Aim of the task =>
Copy out every line of the listing below exactly as it appears.

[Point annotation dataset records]
☆ ☆ ☆ ☆ ☆

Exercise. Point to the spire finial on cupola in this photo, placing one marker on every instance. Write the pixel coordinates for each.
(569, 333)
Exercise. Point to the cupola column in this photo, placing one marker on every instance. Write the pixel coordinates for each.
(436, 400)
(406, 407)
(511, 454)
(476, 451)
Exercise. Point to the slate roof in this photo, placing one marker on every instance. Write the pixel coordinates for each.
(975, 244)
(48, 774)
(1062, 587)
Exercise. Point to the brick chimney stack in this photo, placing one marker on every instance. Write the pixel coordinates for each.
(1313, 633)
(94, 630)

☆ ☆ ☆ ☆ ☆

Reply to the exercise =>
Exercise. Point to the spire finial on cupola in this photo, placing one marker on every instance. Write the pixel coordinates for each.
(569, 333)
Exercise. Point to the cupola column in this photo, placing one marker on every instance. Write the pixel coordinates for each.
(436, 400)
(406, 407)
(511, 454)
(476, 451)
Exercise. Point to the slate roof in this photo, placing one marker on every instance. Write the pixel coordinates for each.
(975, 244)
(48, 774)
(1062, 587)
Exercise. Point to the brick chimney stack in this photo, placing one marker on every instance. Write the pixel coordinates for each.
(1313, 633)
(94, 630)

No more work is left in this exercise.